### Material
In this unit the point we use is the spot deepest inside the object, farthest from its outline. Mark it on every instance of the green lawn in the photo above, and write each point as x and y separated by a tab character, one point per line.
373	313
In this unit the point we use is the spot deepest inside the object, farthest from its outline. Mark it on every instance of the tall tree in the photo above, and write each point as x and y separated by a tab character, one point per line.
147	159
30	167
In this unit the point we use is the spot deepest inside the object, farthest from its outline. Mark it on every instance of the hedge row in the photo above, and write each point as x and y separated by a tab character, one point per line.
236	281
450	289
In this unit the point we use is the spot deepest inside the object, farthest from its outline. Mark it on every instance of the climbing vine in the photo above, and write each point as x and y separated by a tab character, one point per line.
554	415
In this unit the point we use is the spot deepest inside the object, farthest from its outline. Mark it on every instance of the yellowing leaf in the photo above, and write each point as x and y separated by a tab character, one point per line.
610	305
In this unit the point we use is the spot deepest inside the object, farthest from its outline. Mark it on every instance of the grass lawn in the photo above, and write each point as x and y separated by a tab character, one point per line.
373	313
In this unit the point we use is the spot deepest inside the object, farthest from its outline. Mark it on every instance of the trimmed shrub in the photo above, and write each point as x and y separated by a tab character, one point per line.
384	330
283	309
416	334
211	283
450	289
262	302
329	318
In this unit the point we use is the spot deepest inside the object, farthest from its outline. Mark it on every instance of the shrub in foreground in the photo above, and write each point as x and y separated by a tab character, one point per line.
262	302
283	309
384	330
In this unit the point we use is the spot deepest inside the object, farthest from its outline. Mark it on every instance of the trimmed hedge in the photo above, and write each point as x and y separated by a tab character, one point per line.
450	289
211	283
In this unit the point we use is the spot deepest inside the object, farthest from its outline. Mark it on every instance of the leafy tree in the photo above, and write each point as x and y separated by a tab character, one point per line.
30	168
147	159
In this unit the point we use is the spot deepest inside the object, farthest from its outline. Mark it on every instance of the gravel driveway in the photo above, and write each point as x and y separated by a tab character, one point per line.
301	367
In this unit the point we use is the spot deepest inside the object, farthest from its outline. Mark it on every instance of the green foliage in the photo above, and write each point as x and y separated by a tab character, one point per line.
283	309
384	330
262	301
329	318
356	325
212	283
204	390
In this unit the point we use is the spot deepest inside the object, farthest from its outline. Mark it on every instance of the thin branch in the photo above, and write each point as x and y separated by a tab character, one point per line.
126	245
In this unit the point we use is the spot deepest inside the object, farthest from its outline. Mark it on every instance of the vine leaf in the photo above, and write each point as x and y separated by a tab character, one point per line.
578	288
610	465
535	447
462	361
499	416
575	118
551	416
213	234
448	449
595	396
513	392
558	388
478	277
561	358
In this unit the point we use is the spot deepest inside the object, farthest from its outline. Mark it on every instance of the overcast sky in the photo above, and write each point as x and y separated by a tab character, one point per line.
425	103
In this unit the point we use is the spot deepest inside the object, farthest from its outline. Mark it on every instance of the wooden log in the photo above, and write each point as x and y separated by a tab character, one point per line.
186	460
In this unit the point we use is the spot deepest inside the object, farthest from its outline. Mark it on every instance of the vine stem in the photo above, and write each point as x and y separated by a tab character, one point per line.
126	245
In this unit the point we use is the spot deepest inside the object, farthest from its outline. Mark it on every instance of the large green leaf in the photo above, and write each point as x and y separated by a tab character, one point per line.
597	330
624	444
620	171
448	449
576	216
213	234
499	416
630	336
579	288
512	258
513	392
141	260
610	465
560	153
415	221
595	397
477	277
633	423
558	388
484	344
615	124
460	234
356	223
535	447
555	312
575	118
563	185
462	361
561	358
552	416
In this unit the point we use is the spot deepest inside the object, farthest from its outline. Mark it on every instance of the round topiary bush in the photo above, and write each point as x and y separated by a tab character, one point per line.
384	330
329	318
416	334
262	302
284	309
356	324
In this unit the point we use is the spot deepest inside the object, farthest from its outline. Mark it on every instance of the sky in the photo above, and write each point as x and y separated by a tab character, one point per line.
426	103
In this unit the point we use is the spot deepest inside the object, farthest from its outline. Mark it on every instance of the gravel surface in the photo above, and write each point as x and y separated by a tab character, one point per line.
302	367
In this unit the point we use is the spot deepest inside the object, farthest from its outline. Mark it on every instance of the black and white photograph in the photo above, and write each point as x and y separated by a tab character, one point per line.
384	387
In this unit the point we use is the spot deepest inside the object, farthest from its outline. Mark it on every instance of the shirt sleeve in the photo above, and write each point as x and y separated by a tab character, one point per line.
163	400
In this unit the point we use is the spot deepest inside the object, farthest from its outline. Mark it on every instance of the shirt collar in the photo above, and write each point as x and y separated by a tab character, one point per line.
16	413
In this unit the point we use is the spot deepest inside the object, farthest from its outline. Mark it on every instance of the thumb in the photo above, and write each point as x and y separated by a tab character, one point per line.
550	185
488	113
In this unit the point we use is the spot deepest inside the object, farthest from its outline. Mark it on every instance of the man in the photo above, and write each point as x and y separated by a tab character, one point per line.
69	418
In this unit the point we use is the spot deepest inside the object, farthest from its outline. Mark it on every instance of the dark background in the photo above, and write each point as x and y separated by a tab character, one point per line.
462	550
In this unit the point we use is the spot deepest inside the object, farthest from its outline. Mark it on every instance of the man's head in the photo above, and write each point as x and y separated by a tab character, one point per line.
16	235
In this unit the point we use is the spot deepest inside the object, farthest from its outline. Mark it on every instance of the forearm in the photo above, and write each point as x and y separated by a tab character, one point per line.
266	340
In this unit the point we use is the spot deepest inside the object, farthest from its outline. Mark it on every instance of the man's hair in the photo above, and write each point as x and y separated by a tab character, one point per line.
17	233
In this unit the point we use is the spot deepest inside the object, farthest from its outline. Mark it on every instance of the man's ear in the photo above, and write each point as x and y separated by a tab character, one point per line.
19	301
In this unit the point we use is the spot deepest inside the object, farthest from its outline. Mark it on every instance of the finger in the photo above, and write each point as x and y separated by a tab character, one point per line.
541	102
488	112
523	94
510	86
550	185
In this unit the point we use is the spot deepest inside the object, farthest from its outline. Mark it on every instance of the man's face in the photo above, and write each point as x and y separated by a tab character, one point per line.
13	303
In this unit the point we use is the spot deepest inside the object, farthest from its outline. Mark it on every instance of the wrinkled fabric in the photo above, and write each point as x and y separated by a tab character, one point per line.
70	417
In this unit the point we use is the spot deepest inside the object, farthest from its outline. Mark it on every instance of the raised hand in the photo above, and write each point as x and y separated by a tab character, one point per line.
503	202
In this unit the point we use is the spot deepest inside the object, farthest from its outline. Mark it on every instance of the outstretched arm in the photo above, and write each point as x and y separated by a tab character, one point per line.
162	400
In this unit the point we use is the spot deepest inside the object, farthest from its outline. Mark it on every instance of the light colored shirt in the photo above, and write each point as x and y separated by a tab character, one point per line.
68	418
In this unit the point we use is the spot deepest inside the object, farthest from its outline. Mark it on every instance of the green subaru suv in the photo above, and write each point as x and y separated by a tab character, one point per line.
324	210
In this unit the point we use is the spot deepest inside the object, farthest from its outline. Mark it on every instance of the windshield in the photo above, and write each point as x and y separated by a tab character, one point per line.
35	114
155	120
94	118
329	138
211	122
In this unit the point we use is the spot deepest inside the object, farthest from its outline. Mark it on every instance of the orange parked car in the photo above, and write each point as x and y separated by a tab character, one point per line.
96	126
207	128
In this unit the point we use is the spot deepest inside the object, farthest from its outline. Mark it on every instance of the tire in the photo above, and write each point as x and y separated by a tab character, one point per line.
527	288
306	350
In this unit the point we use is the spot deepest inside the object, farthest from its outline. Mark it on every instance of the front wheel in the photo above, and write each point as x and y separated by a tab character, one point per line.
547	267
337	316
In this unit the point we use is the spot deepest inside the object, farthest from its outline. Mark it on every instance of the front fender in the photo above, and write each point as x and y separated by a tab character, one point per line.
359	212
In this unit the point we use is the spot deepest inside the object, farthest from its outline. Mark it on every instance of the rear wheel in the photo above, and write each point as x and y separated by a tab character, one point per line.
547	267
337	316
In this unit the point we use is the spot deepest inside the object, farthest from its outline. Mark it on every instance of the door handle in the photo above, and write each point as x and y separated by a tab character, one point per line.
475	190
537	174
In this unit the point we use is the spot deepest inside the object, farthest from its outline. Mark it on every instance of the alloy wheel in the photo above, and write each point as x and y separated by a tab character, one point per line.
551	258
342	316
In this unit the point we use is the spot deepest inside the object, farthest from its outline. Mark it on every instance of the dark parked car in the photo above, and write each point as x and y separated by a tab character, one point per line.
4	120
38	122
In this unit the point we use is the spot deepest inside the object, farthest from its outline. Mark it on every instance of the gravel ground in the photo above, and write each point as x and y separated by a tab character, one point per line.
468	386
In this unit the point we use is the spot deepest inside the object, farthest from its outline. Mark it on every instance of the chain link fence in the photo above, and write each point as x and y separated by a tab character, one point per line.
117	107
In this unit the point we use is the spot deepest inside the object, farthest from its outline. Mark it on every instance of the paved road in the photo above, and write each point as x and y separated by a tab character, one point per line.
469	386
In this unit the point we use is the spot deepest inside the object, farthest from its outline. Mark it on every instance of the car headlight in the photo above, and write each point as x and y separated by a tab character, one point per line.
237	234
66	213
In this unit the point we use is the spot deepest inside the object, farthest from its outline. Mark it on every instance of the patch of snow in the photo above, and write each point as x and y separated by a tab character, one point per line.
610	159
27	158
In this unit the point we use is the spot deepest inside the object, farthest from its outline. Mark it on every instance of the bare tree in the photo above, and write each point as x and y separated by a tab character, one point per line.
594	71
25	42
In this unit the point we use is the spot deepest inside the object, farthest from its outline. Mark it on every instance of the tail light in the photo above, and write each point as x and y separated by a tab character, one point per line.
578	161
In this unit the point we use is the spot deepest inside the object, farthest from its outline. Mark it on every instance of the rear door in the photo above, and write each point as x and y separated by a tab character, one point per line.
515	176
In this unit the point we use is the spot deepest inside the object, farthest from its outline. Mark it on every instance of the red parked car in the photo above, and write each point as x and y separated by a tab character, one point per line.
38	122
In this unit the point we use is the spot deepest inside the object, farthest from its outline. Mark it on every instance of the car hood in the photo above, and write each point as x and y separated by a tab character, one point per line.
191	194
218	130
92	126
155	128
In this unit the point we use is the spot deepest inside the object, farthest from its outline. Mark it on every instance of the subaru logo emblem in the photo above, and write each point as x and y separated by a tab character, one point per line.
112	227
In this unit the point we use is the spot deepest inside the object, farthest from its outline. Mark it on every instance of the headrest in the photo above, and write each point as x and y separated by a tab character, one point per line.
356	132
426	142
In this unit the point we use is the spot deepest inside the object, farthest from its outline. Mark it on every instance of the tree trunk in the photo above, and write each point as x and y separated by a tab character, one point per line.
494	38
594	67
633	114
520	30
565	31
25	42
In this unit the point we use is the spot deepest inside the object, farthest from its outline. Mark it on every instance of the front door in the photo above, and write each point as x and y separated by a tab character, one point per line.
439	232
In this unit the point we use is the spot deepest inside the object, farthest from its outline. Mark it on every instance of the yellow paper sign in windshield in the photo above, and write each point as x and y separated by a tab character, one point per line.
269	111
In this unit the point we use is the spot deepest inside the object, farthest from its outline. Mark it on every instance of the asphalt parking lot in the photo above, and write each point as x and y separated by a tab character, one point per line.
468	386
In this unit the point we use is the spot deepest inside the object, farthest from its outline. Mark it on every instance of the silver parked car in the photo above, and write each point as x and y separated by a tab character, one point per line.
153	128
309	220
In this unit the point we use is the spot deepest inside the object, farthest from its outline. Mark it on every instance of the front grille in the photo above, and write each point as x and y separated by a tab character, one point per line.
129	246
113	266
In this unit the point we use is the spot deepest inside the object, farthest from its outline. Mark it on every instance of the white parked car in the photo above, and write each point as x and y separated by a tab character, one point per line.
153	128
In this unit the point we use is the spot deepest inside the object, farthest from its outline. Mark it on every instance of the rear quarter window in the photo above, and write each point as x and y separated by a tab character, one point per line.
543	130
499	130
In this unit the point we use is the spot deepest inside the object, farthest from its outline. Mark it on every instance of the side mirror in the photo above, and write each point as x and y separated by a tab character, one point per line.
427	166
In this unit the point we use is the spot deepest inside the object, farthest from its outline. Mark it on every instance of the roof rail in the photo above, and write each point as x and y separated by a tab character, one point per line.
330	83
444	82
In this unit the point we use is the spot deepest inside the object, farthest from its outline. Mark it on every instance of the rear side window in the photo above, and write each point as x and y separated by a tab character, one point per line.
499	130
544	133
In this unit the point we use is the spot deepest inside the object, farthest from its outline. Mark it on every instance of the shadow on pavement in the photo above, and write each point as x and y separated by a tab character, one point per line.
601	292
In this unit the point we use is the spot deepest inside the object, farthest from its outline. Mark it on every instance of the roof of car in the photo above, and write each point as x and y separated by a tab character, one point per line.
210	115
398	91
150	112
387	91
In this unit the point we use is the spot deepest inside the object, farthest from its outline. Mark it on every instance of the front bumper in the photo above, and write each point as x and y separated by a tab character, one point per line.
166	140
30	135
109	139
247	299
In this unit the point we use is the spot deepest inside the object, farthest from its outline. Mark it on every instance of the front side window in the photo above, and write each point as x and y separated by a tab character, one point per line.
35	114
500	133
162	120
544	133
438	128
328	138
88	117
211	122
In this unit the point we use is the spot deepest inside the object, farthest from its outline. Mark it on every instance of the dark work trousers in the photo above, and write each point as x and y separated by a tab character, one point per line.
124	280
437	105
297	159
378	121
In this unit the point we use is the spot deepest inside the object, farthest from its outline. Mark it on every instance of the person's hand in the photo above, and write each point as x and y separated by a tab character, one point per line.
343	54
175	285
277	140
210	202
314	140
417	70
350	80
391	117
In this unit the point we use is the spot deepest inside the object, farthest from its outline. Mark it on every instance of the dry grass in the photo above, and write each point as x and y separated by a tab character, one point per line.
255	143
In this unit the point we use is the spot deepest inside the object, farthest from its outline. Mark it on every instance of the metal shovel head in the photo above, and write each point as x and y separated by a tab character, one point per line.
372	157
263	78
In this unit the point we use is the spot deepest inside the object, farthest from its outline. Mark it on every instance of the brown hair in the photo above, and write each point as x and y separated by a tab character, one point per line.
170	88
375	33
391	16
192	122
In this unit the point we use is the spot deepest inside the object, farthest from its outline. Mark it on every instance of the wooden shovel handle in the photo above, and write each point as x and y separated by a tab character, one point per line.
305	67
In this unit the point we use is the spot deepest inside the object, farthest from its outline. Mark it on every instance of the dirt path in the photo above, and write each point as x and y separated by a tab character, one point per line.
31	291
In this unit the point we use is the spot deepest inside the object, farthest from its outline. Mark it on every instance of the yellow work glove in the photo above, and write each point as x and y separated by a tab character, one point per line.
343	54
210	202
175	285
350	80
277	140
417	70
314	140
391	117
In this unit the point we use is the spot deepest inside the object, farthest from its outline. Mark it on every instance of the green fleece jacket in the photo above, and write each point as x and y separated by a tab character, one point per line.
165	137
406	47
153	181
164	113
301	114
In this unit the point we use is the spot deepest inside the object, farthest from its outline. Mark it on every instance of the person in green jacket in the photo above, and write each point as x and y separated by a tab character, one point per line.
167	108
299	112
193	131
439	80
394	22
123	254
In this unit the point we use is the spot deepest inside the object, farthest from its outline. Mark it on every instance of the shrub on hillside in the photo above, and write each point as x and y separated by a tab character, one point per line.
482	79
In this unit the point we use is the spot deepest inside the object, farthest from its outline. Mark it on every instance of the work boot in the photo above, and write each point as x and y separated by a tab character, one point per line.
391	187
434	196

### Task details
What needs duplicating is the run of lines from the one containing "the shrub on" through the last line of the entries above, exact and complete.

### Full response
In this unit the point we use is the spot deepest inside the object, farthest from its outline. Mark it on every instance of the shrub on hillside in the photo above, and write each point as x and y separated by a tab character, one point per line.
482	79
In this unit the point we use is the spot deepest inside the object, farthest from its outline. Mark it on every instance of the work boot in the photo above, and write each point as x and y separated by a tab character, one point per line.
391	187
434	196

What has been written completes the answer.